◆ **Material provided**
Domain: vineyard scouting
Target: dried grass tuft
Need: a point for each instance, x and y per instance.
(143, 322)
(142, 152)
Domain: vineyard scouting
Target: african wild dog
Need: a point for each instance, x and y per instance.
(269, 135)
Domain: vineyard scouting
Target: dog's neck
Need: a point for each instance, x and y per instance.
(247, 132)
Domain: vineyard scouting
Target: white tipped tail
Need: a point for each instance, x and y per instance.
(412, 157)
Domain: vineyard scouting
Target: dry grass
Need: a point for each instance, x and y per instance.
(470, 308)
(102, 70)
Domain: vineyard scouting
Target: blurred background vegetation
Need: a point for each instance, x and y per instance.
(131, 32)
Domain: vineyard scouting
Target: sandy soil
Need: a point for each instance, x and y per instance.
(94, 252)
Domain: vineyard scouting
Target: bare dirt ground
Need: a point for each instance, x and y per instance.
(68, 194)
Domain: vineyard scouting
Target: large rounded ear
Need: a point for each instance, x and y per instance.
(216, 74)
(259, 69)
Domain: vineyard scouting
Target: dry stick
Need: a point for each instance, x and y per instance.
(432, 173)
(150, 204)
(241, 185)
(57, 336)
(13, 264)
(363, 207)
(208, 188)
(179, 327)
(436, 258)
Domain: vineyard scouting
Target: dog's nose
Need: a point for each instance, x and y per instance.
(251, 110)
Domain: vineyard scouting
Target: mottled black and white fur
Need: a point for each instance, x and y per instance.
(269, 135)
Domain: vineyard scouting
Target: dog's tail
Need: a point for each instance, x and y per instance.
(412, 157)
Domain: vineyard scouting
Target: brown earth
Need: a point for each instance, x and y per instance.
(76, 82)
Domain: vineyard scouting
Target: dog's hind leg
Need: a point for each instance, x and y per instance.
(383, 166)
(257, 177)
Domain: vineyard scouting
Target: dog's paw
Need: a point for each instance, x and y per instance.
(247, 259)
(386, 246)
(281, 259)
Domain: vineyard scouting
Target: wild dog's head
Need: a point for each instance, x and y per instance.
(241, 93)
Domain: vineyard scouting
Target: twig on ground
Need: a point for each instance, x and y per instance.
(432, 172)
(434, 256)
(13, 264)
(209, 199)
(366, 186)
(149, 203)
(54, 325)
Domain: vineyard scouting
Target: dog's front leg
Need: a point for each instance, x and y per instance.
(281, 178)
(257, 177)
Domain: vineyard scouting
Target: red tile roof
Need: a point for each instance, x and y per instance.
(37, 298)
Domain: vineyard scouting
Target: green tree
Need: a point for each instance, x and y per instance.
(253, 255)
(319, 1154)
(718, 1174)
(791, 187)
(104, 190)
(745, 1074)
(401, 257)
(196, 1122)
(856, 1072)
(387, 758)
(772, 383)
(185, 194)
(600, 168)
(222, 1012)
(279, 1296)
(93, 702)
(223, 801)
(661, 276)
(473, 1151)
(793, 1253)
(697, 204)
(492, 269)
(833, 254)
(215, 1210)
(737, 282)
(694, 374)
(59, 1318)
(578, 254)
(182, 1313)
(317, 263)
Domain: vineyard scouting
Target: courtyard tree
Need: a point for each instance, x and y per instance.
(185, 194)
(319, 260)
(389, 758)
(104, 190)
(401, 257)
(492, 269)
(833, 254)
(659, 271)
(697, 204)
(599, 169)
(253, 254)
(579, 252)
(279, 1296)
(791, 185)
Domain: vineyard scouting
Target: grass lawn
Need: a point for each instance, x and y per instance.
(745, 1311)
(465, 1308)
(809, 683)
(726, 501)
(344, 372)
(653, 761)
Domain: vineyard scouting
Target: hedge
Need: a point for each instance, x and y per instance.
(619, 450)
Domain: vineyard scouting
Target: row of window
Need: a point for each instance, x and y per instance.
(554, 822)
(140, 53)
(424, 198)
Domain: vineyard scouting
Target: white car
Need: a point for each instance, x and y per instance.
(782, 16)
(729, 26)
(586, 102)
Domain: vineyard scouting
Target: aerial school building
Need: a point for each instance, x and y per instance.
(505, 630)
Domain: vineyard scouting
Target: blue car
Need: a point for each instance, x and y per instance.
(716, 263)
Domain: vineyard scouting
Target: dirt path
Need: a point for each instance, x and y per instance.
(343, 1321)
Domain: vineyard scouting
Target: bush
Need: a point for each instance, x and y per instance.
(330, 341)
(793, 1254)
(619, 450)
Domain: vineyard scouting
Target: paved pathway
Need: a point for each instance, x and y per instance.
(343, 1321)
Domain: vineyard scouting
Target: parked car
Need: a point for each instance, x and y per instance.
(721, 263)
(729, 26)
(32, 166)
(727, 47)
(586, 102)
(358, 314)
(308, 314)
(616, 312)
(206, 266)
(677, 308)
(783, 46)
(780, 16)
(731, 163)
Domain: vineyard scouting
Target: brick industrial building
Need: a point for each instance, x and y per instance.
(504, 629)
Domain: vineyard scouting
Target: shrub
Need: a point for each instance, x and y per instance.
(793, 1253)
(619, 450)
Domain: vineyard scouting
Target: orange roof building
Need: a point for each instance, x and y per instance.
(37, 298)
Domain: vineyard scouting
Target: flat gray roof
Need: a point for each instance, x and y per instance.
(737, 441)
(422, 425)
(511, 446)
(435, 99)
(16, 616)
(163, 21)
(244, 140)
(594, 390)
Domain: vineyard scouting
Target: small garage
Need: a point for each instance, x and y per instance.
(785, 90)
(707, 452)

* * *

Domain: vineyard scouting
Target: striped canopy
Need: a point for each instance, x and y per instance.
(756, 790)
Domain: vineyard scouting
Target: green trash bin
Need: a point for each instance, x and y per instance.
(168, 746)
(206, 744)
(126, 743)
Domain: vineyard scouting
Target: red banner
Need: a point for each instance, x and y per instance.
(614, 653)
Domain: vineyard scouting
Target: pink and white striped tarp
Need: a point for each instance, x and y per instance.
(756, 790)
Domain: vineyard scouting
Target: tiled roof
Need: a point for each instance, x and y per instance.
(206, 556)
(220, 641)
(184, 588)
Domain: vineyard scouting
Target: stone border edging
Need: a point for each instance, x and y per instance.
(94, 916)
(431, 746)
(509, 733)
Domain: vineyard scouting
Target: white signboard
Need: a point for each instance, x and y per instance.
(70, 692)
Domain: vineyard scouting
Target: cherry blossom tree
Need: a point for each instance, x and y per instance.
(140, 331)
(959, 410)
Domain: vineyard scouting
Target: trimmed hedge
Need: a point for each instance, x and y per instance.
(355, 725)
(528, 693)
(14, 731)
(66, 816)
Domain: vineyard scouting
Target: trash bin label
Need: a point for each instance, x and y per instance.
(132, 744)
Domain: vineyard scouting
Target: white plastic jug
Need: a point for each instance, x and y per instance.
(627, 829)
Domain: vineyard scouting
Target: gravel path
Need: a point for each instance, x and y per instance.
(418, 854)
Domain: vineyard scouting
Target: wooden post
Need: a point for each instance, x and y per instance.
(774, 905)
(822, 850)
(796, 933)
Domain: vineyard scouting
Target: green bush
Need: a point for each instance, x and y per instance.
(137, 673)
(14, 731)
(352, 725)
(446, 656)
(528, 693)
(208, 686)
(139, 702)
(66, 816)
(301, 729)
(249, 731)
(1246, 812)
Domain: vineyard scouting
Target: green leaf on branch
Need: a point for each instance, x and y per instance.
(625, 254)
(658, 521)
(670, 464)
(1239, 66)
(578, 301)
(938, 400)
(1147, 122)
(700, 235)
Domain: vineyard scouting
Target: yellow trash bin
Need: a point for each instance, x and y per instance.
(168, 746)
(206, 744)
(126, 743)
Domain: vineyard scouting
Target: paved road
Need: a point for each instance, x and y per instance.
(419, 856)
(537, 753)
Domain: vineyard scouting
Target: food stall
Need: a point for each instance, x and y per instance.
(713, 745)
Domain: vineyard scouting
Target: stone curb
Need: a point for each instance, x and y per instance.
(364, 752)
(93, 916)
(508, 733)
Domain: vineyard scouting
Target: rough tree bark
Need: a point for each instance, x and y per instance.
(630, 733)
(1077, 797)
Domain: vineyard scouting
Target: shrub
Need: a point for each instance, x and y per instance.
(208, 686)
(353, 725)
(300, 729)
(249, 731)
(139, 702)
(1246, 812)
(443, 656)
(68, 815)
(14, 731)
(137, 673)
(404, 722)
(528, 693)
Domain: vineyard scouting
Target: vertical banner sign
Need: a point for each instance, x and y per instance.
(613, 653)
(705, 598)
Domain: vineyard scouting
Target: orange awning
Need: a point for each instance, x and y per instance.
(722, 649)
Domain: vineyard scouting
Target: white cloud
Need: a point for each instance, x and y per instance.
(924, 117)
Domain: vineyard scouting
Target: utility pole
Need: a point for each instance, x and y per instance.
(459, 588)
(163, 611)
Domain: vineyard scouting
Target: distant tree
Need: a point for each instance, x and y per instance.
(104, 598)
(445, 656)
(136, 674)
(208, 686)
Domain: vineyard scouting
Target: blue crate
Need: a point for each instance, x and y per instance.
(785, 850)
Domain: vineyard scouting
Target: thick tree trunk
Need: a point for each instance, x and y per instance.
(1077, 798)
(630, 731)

---

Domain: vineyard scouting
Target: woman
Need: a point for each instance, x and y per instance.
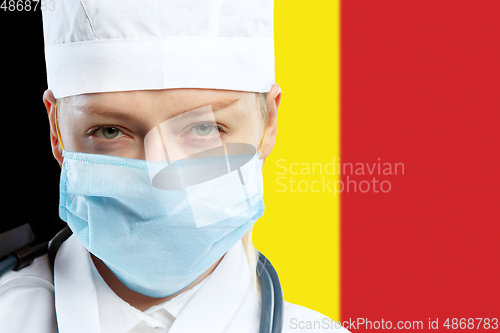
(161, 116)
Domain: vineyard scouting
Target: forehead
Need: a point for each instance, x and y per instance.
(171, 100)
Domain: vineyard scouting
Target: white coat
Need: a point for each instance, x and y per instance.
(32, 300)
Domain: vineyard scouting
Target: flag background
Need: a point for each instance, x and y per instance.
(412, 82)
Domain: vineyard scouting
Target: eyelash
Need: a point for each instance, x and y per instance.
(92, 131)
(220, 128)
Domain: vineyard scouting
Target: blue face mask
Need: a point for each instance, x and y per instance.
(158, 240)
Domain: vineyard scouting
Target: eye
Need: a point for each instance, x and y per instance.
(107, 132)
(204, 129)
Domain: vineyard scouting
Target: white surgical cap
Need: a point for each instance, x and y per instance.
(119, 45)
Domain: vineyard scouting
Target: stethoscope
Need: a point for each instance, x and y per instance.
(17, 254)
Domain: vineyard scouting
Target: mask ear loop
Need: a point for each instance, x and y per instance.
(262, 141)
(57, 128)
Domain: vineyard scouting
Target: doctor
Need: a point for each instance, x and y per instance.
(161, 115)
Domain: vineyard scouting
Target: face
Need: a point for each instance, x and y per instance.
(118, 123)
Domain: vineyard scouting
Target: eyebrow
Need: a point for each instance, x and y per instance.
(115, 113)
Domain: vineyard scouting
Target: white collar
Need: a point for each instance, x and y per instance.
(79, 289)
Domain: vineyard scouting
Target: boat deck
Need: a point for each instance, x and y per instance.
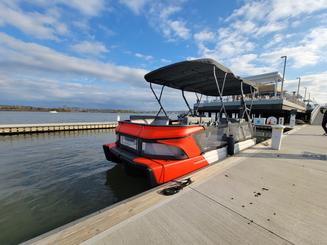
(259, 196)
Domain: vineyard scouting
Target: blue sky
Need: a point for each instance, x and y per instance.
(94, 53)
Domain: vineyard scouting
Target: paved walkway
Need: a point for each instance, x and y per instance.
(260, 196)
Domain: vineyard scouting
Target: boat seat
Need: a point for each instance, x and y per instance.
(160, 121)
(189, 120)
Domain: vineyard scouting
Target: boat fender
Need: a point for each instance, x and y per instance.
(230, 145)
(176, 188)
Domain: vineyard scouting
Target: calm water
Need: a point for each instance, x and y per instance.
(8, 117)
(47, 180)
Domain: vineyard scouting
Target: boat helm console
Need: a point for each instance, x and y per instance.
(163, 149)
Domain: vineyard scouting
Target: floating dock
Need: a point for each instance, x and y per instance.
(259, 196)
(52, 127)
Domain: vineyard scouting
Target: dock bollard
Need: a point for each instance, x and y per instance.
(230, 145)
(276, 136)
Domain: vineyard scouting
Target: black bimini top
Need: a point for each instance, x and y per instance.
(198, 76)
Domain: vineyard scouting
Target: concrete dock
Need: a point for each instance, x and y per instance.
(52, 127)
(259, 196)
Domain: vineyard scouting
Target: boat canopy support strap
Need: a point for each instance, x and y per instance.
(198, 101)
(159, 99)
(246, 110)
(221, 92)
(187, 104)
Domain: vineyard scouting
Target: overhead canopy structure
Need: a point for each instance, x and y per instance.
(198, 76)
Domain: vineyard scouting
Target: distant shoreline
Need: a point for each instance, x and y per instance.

◆ **Your objective**
Extract every line of the items above that contains the string "tail". Case counts.

◆ **Solution to this exercise**
Target: white tipped tail
Target: dog's tail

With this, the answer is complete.